Activity
Each line below that includes the word "bounding" is to be reported.

Given information
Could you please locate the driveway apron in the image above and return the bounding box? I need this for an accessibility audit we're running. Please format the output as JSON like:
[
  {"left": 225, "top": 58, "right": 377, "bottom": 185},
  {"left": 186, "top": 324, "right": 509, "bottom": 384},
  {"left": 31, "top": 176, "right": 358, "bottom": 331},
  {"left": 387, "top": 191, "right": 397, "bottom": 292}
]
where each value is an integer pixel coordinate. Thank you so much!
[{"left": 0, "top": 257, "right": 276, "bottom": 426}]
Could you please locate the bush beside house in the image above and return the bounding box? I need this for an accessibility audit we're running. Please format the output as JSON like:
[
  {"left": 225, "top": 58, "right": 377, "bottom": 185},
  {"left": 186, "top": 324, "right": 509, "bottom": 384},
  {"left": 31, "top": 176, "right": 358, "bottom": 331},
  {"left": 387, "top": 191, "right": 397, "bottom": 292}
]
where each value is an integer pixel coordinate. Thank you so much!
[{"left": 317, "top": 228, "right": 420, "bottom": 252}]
* * *
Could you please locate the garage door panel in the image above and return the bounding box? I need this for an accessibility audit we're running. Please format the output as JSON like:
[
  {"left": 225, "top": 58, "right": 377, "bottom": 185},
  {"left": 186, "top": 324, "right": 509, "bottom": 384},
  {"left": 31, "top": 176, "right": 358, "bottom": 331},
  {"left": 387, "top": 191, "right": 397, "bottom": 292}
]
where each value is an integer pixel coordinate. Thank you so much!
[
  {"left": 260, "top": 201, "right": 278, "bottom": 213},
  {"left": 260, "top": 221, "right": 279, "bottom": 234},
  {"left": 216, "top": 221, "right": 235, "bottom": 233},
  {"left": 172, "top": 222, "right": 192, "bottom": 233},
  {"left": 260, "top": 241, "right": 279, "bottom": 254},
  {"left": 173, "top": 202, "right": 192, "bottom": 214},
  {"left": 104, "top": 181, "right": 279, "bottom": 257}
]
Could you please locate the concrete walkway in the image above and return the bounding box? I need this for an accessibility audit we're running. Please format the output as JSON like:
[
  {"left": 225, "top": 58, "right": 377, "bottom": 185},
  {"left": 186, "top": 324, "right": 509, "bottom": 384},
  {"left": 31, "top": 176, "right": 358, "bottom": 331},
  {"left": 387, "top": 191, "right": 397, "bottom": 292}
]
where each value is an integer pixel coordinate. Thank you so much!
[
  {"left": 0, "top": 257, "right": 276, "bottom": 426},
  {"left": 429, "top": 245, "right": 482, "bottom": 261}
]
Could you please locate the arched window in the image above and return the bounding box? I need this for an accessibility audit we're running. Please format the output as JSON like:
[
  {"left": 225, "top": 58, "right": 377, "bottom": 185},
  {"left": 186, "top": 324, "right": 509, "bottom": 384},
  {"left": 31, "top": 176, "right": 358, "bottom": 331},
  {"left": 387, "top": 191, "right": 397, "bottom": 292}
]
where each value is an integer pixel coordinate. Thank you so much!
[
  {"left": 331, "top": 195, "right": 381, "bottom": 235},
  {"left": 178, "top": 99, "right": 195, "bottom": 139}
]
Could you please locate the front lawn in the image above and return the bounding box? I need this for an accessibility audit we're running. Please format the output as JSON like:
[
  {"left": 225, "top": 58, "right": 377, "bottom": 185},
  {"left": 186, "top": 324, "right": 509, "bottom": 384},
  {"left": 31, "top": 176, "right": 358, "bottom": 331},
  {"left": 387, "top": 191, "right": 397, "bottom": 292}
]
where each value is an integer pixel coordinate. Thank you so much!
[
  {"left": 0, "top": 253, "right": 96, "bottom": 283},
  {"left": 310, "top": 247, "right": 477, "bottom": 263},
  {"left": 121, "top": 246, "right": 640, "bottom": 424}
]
---
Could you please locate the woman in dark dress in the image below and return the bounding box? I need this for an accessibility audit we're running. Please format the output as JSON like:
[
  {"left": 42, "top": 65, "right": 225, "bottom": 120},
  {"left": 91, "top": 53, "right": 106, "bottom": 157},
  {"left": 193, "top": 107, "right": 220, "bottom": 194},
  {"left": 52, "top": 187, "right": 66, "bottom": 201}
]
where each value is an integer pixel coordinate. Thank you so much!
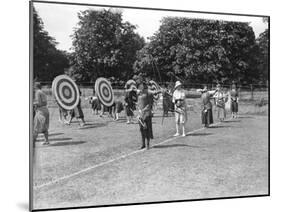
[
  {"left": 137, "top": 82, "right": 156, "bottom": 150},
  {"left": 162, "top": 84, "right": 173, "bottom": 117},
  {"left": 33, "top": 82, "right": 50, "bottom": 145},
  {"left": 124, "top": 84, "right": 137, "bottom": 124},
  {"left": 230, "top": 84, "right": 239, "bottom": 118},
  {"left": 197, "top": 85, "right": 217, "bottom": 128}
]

Output of the exercise
Could you please locate the driveway apron in the image above and return the bounding box? I need this for an accessibility audit we're running. Please format the output as JSON like:
Could you please locate the bush beside house in the image above and return the bounding box? I need this for an accessibility audit we're running. Please format the output as JSON like:
Could you please locate the garage door panel in the image above and return the bounding box? I need this for an accessibility audit we're running. Please format the output as JSON like:
Could you please locate the concrete walkway in the image above and return the bounding box? I need this for an accessibility audit we're running. Please format the output as JSON like:
Could you please locate the arched window in the image above and return the bounding box? I need this for an accessibility audit we're running. Please format the output as JSON like:
Could you please locate the front lawn in the image above and return the bounding box? I need this for an accessibility audit we're running. Please format the output as JSON like:
Could you please locate the woman in dark dress in the image below and return the bounding box? I need this for an accessibility audit we're running. Please format the output as JSON like:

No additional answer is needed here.